TASKS:
**1)** In the text on the vice presidency, on what date did Franklin Roosevelt die?
**2)** Pick up the text on the vice presidency after its final sentence and carry it forward.
[[ DOCUMENT TEXT open ]]
Oh, the strength that lies within some of us.

As Klein noted in that remarkable 2012 speech: “There will come a day – I promise you, and your parents as well – when the thought of your son or daughter, or your husband or wife, brings a smile to your lips before it brings a tear to your eye,” Biden says. “It will happen.”

Yep, VPOTUS is an important office

Jeffrey Frank’s essay in The New Yorker lays it out clearly.

The office of vice president of the United States is the second-most important office in the country, if not the world. It took the death of a president to make that fact abundantly clear.

http://www.newyorker.com/news/daily-comment/how-f-d-r-s-death-changed-the-vice-presidency

Frank writes about Franklin Roosevelt’s death 70 years ago, on April 12, 1945. Vice President Harry Truman was told of FDR’s death in Georgia. He was rushed to the White House and sworn in as president.

It’s what President Truman didn’t know at the time that has been the subject of discussion ever since.

He didn’t know about the Manhattan Project, which produced the atomic bomb, which then ended World War II in August 1945.

Truman only that there was something afoot in New Mexico. Secretary of War Henry Stimson told the president he had something to tell him involving a top-secret project. He informed him of the bomb and said, in effect, that if we use this device it could end the war in a hurry.

The gist of Frank’s essay is that the vice presidency was fundamentally changed after FDR’s death. Presidents have had to rely on their No. 2 men, required to keep them briefed on everything of importance that goes in the government. Why? Well, as we’ve learned, presidents can leave office quickly and without warning.

President Kennedy was murdered in November 1963. President Nixon resigned in August 1974. Both men had selected steady and seasoned men as their vice presidents who could take over at a moment’s notice. Lyndon Johnson did so while the nation grieved JFK’s death and Gerald Ford took the oath after Nixon’s resignation and reassured us that “Our long, national nightmare is over. The Constitution works.”

Presidential nominees have picked well since FDR’s time. Some have chosen not so well, as Frank notes.

But the notion that vice presidency — in the (sanitized) words of Texan John Nance Garner — “isn’t worth a bucket of warm spit” was laid to rest forever when Harry Truman was handed the keys to the Oval Office.

We’ll be sure to keep this in mind when the next nominees for president pick their VPs.

 

Al Gore for president?

Ezra Klein is a bright young man. He’s a frequent TV news talk show guest and once contributed essays to the Washington Post.
[[ DOCUMENT TEXT closed ]]
[[ ENTRIES PROVIDED open ]]
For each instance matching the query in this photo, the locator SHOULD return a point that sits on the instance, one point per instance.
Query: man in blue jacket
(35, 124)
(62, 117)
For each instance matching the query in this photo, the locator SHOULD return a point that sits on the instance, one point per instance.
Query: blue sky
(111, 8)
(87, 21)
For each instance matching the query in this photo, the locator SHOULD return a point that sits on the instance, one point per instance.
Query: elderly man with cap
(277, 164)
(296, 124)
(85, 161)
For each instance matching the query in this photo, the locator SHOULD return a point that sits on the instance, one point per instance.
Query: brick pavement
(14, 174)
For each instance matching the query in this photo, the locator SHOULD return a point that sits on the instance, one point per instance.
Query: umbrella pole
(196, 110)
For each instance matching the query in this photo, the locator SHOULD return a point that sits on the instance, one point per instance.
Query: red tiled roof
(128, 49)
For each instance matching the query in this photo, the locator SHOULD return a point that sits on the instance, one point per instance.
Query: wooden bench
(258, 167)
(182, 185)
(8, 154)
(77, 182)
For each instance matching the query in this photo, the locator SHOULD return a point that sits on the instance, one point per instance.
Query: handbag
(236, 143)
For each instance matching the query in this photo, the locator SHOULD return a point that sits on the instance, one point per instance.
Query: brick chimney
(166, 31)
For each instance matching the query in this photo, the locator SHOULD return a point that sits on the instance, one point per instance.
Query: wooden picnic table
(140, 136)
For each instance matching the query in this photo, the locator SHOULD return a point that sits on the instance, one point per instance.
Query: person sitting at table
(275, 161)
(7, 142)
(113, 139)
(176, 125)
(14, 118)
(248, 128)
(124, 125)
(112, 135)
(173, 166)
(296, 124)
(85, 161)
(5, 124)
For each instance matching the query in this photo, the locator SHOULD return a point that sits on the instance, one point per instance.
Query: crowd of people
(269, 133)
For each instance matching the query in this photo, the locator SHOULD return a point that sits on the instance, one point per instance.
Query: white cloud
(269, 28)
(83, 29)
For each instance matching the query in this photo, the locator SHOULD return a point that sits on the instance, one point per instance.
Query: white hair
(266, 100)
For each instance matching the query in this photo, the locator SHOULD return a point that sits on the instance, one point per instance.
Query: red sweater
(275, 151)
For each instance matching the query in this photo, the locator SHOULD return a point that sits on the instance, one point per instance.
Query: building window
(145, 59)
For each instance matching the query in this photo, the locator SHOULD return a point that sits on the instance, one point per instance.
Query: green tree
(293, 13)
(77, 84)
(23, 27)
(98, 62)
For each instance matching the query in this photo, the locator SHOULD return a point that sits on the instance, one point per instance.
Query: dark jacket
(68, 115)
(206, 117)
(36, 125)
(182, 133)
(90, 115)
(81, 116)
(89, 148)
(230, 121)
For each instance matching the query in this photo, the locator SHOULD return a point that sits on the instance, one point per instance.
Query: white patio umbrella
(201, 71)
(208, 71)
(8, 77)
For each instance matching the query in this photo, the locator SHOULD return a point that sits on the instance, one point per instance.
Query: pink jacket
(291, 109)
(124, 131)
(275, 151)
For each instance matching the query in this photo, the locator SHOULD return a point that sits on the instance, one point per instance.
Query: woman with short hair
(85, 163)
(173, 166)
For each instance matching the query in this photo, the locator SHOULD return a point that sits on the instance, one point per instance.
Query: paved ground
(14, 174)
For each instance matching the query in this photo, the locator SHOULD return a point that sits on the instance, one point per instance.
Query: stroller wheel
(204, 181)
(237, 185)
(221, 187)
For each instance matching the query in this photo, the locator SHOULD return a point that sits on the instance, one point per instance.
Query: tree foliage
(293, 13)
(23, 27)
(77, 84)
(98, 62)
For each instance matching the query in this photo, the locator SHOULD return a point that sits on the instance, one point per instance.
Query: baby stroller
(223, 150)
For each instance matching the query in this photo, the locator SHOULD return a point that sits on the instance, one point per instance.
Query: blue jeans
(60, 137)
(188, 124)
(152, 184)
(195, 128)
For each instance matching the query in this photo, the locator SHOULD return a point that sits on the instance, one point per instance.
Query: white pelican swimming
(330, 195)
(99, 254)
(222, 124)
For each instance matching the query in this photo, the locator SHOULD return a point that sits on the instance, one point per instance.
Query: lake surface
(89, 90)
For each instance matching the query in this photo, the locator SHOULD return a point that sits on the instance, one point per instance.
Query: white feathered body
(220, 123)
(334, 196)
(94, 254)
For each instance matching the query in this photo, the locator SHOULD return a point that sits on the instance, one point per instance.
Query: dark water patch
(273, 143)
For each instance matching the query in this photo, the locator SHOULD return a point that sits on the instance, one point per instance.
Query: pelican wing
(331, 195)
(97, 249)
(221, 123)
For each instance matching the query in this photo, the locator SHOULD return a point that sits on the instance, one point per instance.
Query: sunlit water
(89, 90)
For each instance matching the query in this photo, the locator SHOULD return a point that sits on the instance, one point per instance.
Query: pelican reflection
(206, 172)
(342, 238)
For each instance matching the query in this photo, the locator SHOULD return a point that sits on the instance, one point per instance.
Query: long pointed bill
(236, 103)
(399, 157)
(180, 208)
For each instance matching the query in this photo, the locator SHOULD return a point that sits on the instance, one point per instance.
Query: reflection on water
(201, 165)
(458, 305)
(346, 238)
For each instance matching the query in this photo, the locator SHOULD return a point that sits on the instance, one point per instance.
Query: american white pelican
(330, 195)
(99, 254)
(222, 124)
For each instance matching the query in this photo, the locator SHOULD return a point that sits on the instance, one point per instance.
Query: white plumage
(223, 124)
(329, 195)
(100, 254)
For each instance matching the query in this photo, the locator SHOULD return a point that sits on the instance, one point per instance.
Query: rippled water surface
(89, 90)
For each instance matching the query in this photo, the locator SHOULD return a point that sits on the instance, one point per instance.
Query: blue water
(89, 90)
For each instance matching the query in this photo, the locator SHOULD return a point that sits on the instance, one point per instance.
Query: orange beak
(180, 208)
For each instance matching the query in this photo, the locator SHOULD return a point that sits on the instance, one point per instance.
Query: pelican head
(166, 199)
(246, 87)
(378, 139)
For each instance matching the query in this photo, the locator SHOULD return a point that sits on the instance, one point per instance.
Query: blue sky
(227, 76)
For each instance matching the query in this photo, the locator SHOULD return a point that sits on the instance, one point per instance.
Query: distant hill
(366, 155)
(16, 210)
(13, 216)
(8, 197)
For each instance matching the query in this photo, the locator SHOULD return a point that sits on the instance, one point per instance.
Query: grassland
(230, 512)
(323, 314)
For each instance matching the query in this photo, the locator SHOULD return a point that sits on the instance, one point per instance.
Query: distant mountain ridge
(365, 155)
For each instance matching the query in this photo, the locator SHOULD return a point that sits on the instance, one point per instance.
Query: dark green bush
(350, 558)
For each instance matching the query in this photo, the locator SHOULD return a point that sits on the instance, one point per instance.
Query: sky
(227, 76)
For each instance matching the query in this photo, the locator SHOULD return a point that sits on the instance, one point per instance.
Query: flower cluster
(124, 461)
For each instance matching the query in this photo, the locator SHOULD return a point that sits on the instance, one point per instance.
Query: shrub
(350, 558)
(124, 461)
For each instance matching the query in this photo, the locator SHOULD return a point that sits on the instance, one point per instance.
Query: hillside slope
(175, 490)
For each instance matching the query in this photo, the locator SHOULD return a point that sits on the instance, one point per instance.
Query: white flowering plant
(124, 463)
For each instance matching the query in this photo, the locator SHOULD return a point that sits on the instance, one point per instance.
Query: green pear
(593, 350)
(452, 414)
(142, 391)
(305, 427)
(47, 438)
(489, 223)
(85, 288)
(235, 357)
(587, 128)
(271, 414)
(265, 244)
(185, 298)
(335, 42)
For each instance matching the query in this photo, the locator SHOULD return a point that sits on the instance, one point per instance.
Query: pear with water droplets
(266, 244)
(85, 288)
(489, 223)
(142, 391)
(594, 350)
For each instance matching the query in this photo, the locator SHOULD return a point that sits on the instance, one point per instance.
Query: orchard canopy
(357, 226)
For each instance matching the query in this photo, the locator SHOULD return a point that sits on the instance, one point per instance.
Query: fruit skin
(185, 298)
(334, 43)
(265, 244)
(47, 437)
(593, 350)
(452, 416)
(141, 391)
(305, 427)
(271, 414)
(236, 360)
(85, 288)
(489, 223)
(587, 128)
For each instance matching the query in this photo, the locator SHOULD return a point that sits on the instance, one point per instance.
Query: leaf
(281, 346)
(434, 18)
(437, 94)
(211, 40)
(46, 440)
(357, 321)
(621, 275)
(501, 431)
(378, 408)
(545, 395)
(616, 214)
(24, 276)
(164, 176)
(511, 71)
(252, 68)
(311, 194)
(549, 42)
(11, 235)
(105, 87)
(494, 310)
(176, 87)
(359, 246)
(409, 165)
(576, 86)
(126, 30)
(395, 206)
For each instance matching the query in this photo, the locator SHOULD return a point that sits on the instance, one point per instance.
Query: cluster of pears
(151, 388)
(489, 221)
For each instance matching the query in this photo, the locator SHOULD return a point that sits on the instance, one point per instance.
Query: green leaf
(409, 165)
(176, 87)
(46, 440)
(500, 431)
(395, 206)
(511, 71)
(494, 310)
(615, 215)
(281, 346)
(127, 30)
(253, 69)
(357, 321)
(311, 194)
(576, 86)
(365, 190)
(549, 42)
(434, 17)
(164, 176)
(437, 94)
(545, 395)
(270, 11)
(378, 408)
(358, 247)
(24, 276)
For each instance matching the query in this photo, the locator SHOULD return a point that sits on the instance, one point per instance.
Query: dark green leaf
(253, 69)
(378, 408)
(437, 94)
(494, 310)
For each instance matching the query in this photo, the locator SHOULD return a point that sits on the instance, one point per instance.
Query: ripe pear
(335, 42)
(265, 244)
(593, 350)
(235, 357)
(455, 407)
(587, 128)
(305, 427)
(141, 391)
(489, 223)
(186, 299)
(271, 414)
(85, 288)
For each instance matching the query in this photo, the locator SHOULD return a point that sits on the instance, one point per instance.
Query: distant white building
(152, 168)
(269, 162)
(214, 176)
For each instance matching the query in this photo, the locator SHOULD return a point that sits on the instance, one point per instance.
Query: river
[[ ENTRIES PROVIDED closed ]]
RESULTS OF THE TASKS:
**1)** April 12, 1945

**2)**
He now writes for Vox — and he’s put forward a patently absurd, but still interesting idea: Al Gore should run for president of the United States.

Yeah, that Al Gore. The former two-term vice president who collected more popular votes than Texas Gov. George W. Bush in 2000, only to lose the presidency when the Supreme Court ruled 5-4 to stop counting the ballots in Florida, which went to Bush and gave him the presidency.

http://www.vox.com/2015/3/16/8220537/al-gore-president-2016

What commends Gore to make the race? According to Klein, he has more unique ideas on how to govern than any of the other so-called alternatives to Hillary Rodham Clinton.

Klein agrees with Gore that climate change is an international concern. He thinks Gore is credible on the issue and can make the case eloquently using the White House as his bully pulpit.

Does he have drawbacks? Oh sure.

Klein writes: “The problem with a Gore candidacy, to be blunt, is Gore. He can be a wooden candidate. His relationship with the press is challenging, to say the least. He is an aging politician in a country that loves new faces. His finances are complicated, and he made an insane sum of money by selling his cable network to Al Jazeera. His divorce from Tipper Gore means his personal life isn’t the storybook it once was. He is loathed by conservatives, who find his environmentalism to be rank hypocrisy from a jet-setting, Davos-attending mansion dweller — as politically polarized as concern over climate change already is, Gore could polarize it yet further.”

Klein’s essay attached to this blog post is worth your time.

I’m hoping Al Gore reads it and gives the notion Klein puts forth some thought.